◆ Source extract

1.3 The constitutional assembly sat between May 1994 and October 1996 drafting and completing the new constitution.
1.4 The new Constitution was the embodiment of the vision of generations of anti-apartheid freedom fighters and democrats who had fought for the principle that South African belonged to all, for non racialism and for human rights.
2 ROLE OF THE CONSTITUTIONAL COURT
2.1 The South African Constitutional Court was an entirely new court intended to serve as a complete break from the previous judicial system which, under apartheid, had been required to administer oppressive laws. The creation of a new court was therefore necessary to ensure public confidence in the Court for its role was to be pivotal in ensuring that government acts according to law.
2.2 The Constitutional Court only makes decisions about issues that have to do with the Constitution. It is also the highest court in the land since its decisions cannot be changed by any other court.
2.3 When you are not satisfied with what the High Court has decided you can go to the Constitutional Court only if it has to do with constitutional issues
2.4 The Constitutional Court can declare legislation invalid it infringes on the rights listed in the Bill of Rights, and this decision cannot be overridden by parliament
3 EXAMPLES OF RIGHTS PROTECTED
3.1 Privacy
3.1.1 Everyone has the right to privacy, which includes the right not to have - (a) their person or home searched; (b) their property searched; (c) their possessions seized; or (d) the privacy of their communications infringed.
3.2 Housing
3.2.1 (1) Everyone has the right to have access to adequate housing. (2) The state must take reasonable legislative and other measures, within its available resources, to achieve the progressive realisation of this right. (3) No one may be evicted from their home, or have their home demolished, without an order of court made after considering all the relevant circumstances. No legislation may permit arbitrary evictions.
3.3 Freedom of Expression
3.3.1 (1) Everyone has the right to freedom of expression, which includes - (a) freedom of the press and other media; (b) freedom to receive or impart information or ideas; (c) freedom of artistic creativity; and (d) academic freedom and freedom of scientific research. (2) The right in subsection (1) does not extend to - (a) propaganda for war; (b) incitement of imminent violence; or (c) advocacy of hatred that is based on race, ethnicity, gender or religion, and that constitutes incitement to cause harm.

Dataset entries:
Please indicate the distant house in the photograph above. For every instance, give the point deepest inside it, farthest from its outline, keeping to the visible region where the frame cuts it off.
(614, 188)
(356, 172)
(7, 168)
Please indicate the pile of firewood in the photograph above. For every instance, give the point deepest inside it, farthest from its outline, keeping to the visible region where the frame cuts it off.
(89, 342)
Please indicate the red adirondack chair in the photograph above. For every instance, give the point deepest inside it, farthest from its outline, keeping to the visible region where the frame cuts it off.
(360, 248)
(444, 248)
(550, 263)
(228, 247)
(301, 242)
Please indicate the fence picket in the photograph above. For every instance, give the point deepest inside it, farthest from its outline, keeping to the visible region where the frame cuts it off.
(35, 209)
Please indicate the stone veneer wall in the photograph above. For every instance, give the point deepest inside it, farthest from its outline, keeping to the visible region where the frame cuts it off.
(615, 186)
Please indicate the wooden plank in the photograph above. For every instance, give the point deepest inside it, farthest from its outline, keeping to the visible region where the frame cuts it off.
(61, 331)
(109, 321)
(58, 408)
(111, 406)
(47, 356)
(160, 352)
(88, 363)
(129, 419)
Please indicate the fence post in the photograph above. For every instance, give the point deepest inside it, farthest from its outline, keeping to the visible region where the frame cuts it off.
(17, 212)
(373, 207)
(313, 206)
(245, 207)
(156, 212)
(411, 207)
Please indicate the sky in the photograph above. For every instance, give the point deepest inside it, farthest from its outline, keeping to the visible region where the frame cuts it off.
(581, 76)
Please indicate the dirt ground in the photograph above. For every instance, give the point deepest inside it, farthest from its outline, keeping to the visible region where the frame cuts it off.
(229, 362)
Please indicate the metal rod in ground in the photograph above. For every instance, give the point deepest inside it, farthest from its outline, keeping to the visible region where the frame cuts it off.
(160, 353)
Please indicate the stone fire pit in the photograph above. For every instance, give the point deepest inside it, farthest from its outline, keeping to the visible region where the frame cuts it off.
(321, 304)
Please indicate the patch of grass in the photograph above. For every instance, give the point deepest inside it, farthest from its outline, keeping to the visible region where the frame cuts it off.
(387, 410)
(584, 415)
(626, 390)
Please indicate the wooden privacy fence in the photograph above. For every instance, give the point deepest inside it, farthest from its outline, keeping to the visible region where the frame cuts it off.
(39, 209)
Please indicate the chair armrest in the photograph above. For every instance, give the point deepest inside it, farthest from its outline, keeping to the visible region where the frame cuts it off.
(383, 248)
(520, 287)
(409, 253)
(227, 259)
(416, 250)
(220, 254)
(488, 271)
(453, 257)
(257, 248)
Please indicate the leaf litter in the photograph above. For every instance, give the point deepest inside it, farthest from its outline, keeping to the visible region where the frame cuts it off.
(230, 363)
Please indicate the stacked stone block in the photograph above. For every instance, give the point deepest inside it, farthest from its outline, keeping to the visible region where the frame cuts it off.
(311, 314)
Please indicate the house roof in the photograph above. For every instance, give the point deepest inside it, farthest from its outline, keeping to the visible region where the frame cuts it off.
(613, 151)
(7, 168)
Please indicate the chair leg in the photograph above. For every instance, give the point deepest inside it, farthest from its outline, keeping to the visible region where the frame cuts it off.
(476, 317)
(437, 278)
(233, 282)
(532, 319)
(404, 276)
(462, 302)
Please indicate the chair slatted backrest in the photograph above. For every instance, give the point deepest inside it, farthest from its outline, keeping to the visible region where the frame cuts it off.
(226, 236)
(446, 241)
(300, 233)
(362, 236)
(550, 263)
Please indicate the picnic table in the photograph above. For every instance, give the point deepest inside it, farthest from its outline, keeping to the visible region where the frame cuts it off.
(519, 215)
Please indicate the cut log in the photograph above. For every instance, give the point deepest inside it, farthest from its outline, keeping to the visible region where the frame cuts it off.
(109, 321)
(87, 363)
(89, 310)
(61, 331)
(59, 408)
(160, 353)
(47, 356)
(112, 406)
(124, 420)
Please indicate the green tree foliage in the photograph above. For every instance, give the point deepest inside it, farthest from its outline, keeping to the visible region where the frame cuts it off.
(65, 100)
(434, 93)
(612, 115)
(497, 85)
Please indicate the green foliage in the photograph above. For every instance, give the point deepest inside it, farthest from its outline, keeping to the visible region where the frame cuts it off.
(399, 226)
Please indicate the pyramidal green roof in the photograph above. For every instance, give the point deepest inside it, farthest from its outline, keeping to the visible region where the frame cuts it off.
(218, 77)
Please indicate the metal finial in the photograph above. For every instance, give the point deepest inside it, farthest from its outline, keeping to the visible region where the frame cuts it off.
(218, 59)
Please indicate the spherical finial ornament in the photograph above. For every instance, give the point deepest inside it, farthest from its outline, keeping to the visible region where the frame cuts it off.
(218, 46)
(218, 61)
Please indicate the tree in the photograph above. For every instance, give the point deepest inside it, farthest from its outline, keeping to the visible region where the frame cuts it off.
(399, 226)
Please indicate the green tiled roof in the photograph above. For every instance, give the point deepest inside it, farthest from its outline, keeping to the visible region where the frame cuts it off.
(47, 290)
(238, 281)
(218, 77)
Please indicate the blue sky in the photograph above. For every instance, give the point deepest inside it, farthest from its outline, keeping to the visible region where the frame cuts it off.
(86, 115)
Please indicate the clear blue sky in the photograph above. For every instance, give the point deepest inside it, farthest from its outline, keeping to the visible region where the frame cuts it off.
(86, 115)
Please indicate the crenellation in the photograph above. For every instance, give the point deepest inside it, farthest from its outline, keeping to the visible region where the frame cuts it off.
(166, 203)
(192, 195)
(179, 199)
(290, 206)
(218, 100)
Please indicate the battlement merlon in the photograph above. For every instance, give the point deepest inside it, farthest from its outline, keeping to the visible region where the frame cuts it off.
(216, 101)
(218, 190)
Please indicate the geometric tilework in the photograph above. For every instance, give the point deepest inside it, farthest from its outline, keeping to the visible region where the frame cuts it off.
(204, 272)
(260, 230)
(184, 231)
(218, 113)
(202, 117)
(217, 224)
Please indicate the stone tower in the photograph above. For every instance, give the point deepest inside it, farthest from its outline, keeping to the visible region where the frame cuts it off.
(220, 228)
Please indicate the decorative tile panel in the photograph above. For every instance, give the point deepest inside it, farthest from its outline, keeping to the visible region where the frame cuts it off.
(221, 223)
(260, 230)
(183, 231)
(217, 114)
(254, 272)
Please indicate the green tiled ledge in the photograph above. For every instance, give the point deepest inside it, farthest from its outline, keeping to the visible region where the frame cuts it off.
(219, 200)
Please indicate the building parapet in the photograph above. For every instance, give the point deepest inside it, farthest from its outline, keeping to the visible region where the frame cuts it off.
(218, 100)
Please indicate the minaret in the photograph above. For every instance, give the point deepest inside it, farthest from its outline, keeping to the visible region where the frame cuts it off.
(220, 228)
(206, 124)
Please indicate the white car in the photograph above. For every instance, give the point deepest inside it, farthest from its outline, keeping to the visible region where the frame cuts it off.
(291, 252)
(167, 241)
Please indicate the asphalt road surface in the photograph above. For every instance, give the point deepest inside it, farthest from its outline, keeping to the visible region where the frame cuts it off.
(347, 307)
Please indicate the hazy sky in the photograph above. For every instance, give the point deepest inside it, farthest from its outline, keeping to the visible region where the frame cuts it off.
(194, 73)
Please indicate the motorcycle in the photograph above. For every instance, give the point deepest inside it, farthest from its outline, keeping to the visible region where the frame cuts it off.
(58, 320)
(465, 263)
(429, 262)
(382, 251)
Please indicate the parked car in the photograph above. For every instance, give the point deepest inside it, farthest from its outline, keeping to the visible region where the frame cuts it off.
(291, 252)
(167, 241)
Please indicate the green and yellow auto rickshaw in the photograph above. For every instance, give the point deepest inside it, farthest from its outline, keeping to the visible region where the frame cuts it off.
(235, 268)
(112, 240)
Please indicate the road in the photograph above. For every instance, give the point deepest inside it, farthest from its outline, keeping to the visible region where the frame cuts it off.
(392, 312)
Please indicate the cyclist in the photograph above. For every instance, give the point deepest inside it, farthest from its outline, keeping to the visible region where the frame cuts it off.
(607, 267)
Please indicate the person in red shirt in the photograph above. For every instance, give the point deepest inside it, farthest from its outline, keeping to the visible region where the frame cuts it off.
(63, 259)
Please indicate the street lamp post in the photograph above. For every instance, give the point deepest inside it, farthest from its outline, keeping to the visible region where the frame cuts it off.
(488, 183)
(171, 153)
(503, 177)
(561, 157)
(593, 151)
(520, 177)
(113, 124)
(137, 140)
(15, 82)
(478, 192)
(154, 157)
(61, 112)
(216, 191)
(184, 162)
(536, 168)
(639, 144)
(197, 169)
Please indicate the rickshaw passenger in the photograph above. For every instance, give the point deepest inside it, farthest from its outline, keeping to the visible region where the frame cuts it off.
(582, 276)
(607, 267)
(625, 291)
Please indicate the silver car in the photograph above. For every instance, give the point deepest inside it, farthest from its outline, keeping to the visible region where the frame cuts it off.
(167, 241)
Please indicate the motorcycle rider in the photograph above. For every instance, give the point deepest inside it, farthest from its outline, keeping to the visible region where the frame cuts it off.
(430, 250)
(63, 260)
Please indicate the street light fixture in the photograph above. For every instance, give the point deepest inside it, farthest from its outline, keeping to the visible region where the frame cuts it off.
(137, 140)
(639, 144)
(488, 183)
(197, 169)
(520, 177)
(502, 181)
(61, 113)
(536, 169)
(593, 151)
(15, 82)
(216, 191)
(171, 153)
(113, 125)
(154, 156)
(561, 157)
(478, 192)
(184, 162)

◆ What to work on
Carry on the Constitutional Court extract, starting after its last sentence. The rows are material separate from the Constitutional Court extract and have no connection to it.

◆ Written answer
3.4 Freedom and Security of the Person
3.4.1 (1) Everyone has the right to freedom and security of the person, which includes the right - (a) not to be deprived of freedom arbitrarily or without just cause; (b) not to be detained without trial; (c) to be free from all forms of violence from either public or private sources; (d) not to be tortured in any way; and (e) not to be treated or punished in a cruel, inhuman or degrading way. (2) Everyone has the right to bodily and psychological integrity, which includes the right - (a) to make decisions concerning reproduction; (b) to security in and control over their body; and (c) not to be subjected to medical or scientific experiments without their informed consent.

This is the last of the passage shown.